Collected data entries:

◇ ◇ ◇ ◇ ◇

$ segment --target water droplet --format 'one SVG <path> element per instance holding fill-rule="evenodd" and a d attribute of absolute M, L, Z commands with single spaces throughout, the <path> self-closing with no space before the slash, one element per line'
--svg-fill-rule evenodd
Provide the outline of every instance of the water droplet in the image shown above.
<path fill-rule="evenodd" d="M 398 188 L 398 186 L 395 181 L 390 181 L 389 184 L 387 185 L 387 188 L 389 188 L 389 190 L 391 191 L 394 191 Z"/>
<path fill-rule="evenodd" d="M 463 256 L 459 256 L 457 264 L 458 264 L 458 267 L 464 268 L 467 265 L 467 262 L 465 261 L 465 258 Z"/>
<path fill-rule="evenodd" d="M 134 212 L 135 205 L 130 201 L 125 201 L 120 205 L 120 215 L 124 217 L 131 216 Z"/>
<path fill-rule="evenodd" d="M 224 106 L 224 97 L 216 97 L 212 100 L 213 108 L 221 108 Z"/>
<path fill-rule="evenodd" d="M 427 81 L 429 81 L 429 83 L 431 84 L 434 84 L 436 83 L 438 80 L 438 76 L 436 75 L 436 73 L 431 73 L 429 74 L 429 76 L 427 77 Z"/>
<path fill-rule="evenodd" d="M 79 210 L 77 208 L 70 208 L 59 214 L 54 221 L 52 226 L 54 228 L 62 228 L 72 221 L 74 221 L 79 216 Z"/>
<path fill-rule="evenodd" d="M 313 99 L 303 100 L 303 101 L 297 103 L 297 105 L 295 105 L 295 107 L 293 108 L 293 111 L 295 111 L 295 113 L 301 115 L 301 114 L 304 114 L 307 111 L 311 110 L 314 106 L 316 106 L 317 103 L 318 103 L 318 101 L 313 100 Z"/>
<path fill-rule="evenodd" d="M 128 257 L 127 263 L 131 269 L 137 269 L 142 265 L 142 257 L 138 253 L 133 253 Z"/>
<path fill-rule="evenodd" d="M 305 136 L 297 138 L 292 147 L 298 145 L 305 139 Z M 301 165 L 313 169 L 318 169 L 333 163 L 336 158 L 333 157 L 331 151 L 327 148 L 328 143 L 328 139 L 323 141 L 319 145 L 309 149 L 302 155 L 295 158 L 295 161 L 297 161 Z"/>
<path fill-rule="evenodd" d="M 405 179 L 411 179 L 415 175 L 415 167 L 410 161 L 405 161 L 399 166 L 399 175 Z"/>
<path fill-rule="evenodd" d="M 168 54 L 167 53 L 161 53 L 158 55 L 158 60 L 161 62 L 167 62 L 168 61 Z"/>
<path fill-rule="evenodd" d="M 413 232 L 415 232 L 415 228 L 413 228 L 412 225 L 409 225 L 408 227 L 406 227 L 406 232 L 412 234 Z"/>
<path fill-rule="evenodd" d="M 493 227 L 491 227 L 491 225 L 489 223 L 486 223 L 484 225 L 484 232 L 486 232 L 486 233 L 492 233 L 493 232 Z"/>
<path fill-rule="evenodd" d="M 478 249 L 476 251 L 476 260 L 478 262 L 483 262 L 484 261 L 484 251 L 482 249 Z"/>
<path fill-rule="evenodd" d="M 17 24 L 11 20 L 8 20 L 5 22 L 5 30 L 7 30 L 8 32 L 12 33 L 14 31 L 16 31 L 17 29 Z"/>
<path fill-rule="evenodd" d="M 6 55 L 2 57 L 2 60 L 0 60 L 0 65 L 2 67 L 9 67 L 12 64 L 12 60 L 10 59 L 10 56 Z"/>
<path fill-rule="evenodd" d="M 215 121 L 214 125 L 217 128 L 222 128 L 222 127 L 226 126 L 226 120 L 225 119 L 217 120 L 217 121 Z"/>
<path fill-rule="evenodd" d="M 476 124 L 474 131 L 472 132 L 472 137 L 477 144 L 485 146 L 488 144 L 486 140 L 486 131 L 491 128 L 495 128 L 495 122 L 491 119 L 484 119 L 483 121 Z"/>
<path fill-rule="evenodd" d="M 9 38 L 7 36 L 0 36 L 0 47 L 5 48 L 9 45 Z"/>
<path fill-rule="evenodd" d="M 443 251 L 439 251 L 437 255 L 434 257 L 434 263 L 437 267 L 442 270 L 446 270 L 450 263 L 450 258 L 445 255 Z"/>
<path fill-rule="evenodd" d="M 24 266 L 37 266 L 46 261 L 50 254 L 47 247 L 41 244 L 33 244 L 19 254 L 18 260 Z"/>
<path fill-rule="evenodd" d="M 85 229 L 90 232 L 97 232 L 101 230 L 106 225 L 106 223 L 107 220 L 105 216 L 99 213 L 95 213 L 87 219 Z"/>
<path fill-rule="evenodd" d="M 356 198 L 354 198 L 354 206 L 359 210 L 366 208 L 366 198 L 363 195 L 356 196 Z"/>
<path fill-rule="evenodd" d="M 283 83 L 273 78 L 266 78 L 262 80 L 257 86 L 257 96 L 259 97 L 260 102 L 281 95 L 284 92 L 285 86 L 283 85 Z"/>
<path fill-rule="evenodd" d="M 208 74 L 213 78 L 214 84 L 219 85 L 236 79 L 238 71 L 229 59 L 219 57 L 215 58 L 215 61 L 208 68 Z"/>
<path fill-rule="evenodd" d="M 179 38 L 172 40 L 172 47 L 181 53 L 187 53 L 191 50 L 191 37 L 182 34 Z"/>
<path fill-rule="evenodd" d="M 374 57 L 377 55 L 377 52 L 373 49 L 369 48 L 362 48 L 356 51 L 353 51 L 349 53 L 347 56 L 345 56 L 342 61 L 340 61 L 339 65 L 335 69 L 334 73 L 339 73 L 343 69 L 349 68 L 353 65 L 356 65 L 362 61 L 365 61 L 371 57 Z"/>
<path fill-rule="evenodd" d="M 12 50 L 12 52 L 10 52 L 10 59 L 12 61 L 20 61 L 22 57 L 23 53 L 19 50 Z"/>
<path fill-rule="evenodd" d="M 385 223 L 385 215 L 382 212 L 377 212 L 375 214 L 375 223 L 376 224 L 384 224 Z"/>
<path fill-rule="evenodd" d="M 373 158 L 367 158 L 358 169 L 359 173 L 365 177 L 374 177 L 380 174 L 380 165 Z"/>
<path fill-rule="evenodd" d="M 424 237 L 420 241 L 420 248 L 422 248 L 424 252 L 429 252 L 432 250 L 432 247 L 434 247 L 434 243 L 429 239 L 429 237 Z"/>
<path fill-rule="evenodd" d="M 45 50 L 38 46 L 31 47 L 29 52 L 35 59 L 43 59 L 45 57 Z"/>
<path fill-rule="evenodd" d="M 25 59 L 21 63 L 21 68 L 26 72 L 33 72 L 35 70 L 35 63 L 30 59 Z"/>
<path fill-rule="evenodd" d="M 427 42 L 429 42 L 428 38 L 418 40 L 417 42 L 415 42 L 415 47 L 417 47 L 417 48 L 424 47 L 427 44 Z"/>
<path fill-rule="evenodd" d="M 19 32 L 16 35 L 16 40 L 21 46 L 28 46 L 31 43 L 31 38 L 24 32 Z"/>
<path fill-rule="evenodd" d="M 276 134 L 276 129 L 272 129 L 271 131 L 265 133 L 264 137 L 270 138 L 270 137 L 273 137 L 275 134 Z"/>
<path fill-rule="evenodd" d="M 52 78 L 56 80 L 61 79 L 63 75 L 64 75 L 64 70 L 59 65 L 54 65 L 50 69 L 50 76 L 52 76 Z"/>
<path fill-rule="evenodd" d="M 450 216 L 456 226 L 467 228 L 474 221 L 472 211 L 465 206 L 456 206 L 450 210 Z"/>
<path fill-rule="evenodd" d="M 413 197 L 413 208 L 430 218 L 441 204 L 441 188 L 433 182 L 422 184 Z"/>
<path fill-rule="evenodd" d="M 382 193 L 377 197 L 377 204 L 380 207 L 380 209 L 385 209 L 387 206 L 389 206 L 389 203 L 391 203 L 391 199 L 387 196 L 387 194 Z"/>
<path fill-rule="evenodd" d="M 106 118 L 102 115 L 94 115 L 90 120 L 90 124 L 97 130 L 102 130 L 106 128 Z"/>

◇ ◇ ◇ ◇ ◇

◆ **Exercise**: From the entries above, extract every line where the word "water" appears.

◆ **Your solution**:
$ segment --target water droplet --format 'one SVG <path> element per instance holding fill-rule="evenodd" and a d attribute of absolute M, L, Z commands with single spaces throughout, the <path> self-closing with no space before the slash, one element per line'
Provide the outline of every instance of the water droplet in the image shown above.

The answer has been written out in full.